**Set exercise:** Report every line of the records below that contains the string "chimney", treating uppercase and lowercase as distinct.

··· Records for this task ···

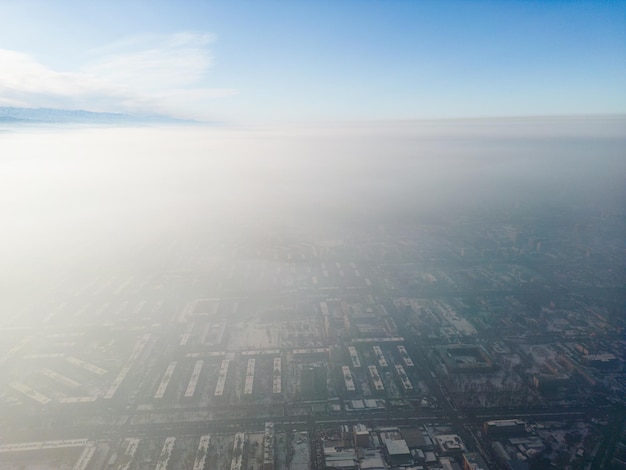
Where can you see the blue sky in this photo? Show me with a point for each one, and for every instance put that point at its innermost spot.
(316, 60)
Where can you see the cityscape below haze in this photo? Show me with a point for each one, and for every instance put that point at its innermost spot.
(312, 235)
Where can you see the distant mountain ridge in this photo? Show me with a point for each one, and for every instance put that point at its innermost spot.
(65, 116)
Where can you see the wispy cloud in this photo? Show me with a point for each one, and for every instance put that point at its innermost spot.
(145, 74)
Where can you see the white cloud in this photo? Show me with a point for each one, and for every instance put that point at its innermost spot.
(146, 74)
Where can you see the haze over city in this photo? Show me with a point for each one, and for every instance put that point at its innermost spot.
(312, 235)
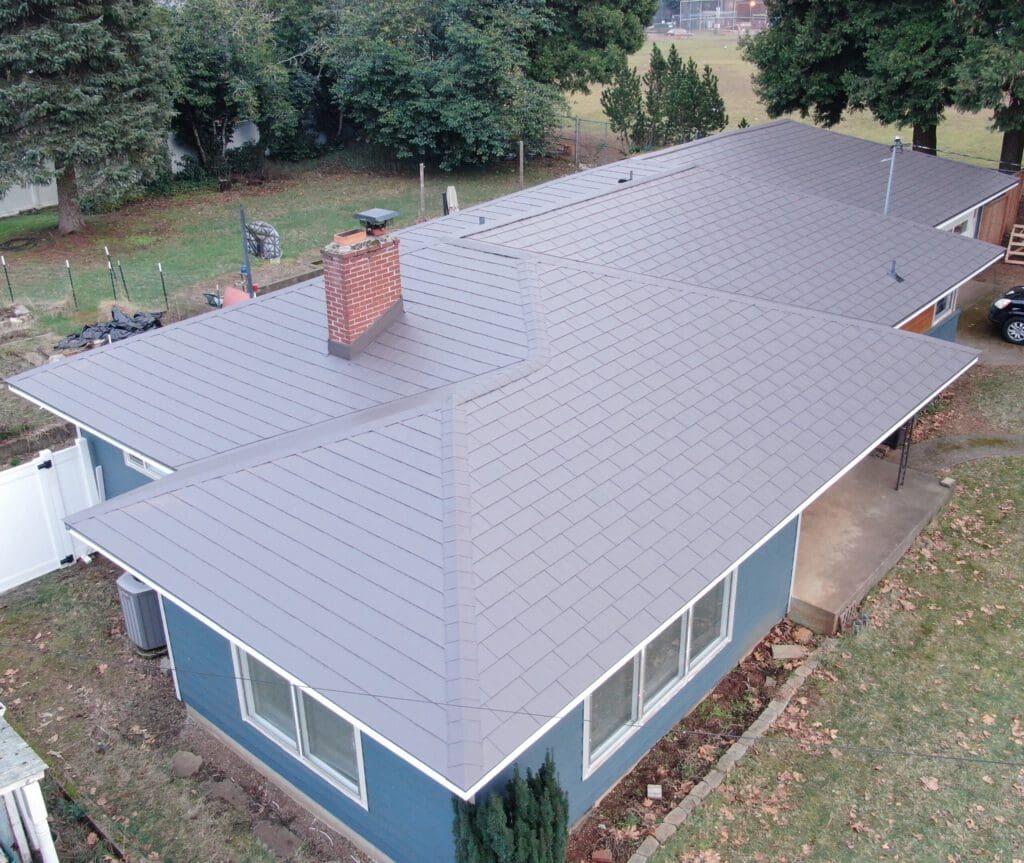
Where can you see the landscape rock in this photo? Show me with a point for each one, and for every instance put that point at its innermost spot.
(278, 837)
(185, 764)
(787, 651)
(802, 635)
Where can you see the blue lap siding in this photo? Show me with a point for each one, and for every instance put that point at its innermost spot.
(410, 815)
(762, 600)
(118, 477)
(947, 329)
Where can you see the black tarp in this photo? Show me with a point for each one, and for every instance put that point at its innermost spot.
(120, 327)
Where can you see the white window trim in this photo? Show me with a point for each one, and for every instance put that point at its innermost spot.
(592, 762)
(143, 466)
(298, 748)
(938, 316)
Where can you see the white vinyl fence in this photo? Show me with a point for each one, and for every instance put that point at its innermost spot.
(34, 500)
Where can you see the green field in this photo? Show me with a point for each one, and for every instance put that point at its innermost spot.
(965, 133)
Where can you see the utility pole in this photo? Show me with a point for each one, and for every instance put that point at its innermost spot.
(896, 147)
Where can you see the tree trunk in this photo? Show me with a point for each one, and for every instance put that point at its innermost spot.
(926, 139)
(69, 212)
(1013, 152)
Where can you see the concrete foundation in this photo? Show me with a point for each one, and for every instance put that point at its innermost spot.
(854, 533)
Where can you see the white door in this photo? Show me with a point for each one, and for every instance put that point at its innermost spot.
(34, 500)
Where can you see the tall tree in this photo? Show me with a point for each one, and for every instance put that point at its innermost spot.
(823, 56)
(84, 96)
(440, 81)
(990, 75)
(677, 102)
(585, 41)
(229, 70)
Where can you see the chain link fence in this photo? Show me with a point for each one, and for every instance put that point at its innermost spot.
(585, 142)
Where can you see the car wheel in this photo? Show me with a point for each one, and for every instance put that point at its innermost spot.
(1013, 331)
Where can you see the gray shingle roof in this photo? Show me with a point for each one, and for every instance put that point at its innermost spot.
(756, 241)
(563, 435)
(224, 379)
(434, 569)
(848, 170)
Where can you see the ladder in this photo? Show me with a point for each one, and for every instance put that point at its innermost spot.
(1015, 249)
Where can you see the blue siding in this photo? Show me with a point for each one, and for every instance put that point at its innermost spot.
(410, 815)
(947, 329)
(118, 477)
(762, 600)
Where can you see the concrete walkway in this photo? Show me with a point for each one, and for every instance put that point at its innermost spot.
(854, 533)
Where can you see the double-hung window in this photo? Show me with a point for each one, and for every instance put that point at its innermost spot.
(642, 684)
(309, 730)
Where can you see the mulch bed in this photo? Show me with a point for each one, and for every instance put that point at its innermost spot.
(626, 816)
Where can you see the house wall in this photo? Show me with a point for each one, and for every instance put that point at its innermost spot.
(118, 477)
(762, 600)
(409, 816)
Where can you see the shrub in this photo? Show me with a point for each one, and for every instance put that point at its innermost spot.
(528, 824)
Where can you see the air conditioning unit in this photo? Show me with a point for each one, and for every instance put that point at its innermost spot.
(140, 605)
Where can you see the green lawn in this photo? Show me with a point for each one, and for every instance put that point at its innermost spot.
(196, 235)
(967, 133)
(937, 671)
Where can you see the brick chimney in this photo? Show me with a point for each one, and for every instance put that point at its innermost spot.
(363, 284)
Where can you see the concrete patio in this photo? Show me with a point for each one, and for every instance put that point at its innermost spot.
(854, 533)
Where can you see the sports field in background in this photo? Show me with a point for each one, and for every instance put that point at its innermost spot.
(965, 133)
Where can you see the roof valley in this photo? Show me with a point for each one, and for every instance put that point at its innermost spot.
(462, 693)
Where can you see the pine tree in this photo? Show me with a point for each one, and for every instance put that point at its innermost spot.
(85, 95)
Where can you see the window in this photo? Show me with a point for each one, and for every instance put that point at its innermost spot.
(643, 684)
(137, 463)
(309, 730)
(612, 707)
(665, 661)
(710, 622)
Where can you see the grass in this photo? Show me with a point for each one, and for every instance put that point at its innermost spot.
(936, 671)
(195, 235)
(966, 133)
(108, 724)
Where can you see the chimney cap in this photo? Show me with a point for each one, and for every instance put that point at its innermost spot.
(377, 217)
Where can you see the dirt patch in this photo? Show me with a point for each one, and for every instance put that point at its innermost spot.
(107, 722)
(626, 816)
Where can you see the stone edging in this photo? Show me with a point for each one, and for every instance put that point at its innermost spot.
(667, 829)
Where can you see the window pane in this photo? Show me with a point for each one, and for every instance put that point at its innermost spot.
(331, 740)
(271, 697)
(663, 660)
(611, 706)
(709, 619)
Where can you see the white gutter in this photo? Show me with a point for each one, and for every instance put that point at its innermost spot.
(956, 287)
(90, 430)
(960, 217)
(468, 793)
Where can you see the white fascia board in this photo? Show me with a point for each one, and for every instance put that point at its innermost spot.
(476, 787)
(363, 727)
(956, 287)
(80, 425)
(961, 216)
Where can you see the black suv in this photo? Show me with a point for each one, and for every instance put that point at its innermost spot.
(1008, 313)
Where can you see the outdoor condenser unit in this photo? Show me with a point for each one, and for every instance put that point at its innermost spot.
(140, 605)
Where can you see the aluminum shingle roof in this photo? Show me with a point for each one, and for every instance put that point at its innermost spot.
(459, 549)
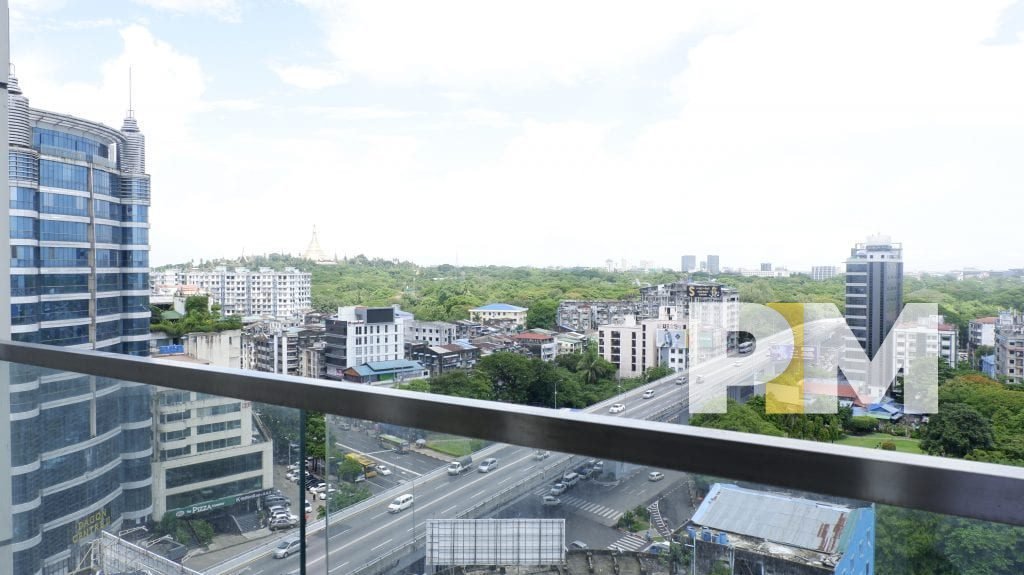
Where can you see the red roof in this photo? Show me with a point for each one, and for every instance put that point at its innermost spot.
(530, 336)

···
··· Records for this task ···

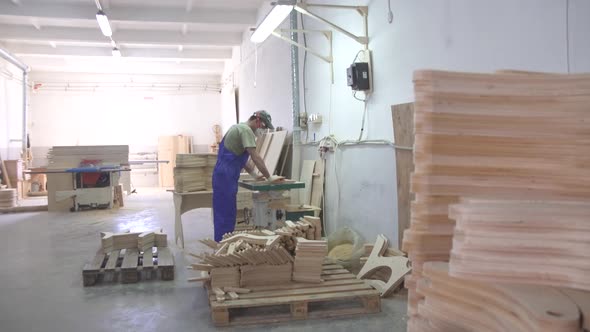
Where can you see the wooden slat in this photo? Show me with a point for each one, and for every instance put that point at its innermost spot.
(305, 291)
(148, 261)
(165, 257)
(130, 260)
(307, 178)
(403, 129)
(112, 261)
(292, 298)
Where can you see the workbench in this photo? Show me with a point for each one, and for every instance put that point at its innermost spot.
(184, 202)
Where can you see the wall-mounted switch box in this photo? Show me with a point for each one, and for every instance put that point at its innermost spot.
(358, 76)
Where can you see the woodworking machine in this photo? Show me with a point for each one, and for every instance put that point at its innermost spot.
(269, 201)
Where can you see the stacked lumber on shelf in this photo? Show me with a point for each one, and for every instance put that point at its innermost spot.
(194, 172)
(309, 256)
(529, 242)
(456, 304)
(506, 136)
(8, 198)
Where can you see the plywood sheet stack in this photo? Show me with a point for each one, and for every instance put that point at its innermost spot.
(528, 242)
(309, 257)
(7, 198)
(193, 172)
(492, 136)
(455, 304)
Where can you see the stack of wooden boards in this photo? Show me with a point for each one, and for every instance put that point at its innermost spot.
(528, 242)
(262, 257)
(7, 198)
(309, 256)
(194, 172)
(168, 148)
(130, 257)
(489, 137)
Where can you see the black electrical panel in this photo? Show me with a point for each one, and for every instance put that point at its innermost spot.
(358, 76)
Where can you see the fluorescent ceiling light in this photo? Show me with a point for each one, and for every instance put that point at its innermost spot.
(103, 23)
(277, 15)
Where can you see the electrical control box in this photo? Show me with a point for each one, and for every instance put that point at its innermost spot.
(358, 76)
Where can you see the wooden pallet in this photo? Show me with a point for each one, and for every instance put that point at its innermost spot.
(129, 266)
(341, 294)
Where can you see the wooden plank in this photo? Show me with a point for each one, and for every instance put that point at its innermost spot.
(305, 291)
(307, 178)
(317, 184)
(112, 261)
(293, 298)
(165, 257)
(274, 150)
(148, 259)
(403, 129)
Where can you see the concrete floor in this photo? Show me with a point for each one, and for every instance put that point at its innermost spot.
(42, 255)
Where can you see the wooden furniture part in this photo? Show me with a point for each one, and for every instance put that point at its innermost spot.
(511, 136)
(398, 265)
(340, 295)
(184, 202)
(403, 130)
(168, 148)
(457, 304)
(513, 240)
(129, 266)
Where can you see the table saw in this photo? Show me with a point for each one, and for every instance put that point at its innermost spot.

···

**Solution:**
Where can you see the brick chimney in this photo? Show me with a point for each one, and for every instance put that point at its innermost spot.
Where can you see the chimney cap in this photo? Show me with a point for each one, and for every instance put that point at its innermost spot.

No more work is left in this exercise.